▶ RECORDED INFORMATION
- - - - -
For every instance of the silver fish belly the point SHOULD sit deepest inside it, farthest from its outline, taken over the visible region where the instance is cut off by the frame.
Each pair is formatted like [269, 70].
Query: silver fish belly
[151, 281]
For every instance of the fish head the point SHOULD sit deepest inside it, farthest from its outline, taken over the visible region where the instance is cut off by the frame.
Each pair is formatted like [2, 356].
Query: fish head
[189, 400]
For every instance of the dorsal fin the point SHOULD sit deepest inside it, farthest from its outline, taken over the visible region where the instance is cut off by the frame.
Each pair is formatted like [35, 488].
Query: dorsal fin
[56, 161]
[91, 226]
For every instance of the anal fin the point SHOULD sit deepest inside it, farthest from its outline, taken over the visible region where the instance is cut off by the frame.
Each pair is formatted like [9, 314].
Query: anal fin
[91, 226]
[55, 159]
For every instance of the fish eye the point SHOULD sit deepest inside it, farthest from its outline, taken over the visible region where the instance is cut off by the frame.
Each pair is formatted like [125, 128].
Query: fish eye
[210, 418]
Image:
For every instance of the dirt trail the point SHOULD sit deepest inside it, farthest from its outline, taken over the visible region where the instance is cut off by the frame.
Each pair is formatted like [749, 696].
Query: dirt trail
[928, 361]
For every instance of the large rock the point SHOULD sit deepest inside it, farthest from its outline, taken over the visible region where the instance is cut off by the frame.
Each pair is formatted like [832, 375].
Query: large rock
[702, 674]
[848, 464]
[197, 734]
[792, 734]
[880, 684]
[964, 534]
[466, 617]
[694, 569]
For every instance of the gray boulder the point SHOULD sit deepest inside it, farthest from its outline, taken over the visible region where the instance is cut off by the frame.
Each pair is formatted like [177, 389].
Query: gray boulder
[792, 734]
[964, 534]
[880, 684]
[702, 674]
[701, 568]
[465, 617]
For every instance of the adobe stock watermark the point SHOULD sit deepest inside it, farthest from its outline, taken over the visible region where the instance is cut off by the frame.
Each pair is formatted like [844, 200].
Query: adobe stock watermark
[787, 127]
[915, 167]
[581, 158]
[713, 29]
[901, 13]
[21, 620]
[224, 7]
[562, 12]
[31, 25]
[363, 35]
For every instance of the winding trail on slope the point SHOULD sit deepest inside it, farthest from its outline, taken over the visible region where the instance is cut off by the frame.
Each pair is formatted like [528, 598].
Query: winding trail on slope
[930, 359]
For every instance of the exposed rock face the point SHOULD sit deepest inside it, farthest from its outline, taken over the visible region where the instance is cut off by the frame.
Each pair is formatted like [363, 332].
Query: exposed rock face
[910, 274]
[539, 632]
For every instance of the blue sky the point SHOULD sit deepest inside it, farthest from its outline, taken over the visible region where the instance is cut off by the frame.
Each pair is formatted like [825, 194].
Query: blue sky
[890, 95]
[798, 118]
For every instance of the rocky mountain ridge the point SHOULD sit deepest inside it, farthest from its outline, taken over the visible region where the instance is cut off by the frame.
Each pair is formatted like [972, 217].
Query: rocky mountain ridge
- - - - -
▶ TASK
Reproduce only the lines from the line containing "For every instance of the winding" to the last line of the material above, both of those lines included.

▶ OUTPUT FOR THIS TASK
For every instance of the winding trail on slope the point SHOULD sit deepest inside it, farthest from its outline, taken over the visible region where the instance is cut off by the frame.
Each pair is formatted like [528, 598].
Query: winding trail on slope
[930, 359]
For every instance of the exposed rock face the point SHOULD sit deepest inside it, farthest from its outline, taken over the visible region where the instance is cut off by the frame.
Each pair is formatted like [363, 332].
Query: exposed rock face
[910, 274]
[539, 632]
For every instance of the blue sky the point SHOULD sit deepest inside it, farthest from its outline, taken over the visible region where the instance is cut off by the frame.
Each pair is formatted like [825, 194].
Query: blue sky
[890, 95]
[798, 118]
For every instance of the rocky mountain ridge the point SHOULD sit deepest inside it, farthest from its outline, taken over the visible region where the instance is cut off by the frame.
Each pair is formatted like [972, 217].
Query: rocky mountain ridge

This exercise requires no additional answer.